— BEGIN Extracted information —

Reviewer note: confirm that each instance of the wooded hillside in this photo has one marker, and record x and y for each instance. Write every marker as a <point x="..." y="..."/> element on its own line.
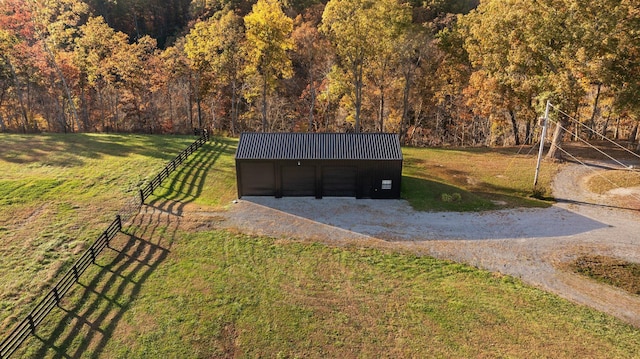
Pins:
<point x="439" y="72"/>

— END Extracted information —
— BEGIN Extracted information —

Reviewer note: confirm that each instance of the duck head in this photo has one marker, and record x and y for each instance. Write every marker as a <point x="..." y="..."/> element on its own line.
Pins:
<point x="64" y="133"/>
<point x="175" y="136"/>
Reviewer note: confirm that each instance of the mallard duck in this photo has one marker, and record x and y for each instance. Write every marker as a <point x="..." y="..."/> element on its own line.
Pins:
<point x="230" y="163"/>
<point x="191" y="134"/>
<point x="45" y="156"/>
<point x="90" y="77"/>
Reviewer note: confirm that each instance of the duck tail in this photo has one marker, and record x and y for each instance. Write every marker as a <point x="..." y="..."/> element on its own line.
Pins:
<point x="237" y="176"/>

— END Extracted information —

## Problem to solve
Pull out every line above that contains the word "instance", and copy each of those lines in full.

## Correct response
Reviewer note: confirm that each instance of the wooded hillside in this photo has one marker, and record x and y for each instance. Write every marker as a <point x="..." y="..."/> element on its own line.
Reviewer note: confirm that each instance of the duck head in this photo has one marker, and record x and y for each instance. Write every marker as a <point x="..." y="..."/> element on its own line.
Reviewer note: confirm that each instance of the mallard duck in this photo has one marker, and record x and y for each instance. Write every marker as a <point x="..." y="..."/> element on its own line.
Reviewer note: confirm that each instance of the duck tail in this photo has one marker, and record x and y for each instance. Write every marker as a <point x="..." y="..."/> element on its own line.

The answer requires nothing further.